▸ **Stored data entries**
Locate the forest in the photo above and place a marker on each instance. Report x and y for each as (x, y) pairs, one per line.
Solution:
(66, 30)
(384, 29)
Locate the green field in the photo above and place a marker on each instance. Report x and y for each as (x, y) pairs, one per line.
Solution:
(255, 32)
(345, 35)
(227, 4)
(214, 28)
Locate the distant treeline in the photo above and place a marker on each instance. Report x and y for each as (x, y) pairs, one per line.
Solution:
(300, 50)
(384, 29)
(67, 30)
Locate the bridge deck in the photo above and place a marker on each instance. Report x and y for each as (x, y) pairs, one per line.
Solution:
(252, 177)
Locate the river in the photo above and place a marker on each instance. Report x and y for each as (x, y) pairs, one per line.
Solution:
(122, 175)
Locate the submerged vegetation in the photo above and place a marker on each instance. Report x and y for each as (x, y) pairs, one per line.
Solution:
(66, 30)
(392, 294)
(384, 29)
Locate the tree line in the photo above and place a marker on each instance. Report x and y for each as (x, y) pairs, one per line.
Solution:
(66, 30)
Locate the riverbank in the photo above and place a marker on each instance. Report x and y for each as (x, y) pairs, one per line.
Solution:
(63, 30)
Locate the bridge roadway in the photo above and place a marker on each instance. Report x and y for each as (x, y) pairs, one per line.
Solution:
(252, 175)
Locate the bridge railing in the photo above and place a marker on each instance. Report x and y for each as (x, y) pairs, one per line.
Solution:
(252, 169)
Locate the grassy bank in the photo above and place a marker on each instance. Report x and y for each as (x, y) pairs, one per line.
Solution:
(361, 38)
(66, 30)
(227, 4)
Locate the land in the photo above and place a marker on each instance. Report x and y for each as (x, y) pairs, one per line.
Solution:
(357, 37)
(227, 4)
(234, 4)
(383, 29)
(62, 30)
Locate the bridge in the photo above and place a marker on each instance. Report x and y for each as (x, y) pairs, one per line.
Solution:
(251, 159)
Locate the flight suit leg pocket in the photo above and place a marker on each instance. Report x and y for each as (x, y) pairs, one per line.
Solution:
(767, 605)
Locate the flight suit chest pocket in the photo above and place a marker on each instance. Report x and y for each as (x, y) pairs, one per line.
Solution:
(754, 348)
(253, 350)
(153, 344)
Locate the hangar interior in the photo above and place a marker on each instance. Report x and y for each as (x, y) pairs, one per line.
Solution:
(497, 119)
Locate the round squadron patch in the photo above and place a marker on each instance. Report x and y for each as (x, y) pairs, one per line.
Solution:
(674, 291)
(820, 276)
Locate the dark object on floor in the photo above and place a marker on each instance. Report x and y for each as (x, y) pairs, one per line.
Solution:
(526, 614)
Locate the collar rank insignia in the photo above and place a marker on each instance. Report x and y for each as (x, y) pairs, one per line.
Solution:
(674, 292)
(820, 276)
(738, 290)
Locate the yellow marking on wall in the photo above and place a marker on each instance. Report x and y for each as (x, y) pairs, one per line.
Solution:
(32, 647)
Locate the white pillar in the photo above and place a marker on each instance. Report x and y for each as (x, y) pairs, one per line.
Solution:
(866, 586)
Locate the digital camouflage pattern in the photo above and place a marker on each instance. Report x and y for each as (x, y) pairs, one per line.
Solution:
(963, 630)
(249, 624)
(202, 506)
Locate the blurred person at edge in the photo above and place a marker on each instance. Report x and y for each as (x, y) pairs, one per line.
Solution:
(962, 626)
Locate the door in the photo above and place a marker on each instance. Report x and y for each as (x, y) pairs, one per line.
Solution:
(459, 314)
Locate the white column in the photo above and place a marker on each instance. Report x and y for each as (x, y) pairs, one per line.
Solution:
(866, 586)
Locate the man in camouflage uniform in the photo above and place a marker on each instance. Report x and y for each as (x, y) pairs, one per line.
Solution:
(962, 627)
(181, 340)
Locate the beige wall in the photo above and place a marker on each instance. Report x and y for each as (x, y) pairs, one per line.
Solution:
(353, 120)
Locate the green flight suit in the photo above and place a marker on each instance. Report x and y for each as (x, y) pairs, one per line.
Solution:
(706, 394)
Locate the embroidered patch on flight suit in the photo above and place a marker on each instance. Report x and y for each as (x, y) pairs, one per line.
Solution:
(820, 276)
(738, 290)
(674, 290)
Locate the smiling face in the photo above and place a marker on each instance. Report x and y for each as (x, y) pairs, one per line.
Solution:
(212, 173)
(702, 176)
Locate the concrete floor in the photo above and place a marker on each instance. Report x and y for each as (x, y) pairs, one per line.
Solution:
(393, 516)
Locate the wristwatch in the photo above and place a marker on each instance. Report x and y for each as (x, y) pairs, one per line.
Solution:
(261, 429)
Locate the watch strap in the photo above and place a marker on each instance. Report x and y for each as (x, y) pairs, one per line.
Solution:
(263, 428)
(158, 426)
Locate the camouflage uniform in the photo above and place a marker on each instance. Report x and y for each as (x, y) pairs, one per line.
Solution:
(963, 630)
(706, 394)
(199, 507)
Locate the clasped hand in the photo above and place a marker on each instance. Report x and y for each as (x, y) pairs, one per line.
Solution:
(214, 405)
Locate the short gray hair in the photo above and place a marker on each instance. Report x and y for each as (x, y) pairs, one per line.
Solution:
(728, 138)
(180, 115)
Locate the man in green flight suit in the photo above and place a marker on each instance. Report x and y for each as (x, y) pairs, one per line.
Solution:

▸ **ACTIVITY**
Your task for the entries above: copy exactly the span starting with the line with "Locate the smiling" and going on through the line with "Locate the camouflage", both lines included, and nothing else.

▸ **YOUR SOLUTION**
Locate the smiling face in the photo above and place a marker on each instance. Report x and y for each as (x, y) pairs, one per line.
Solution:
(212, 173)
(702, 176)
Locate the concrete floor in the photo above and place a marker on each instance. Report x and y for each as (x, y) pairs, one per line.
Solution:
(393, 516)
Locate the wristwatch in the photo above and place a marker on each instance. Report x and y for each as (x, y) pairs, one per line.
Solution:
(261, 429)
Locate the watch strap in the photo above and place a marker on each instance. Report x and y for each as (x, y) pairs, one per line.
Solution:
(263, 428)
(158, 426)
Locate the camouflage uniform in the photo above and place a marker on each instance. Report x and y for each as (x, y) pairs, one per line.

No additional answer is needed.